**Stated goal**:
Recast the rows below as a two-column CSV with the headers text and answer. Give one line per row, with each field in double quotes and any line breaks turned into spaces.

Excerpts of bounding box data
- - -

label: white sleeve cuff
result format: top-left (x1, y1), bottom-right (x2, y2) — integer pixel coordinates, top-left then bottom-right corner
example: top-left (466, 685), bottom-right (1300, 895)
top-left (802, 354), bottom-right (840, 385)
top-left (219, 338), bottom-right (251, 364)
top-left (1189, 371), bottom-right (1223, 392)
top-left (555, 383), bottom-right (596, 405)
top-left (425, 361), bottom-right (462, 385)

- - -

**Answer for this exercise**:
text,answer
"label: white sleeve cuff result format: top-left (x1, y1), bottom-right (x2, y2) — integer pixel coordinates, top-left then bottom-right corner example: top-left (466, 685), bottom-right (1300, 895)","top-left (802, 354), bottom-right (840, 385) top-left (219, 338), bottom-right (251, 364) top-left (1189, 371), bottom-right (1223, 392) top-left (555, 383), bottom-right (596, 405) top-left (425, 361), bottom-right (462, 385)"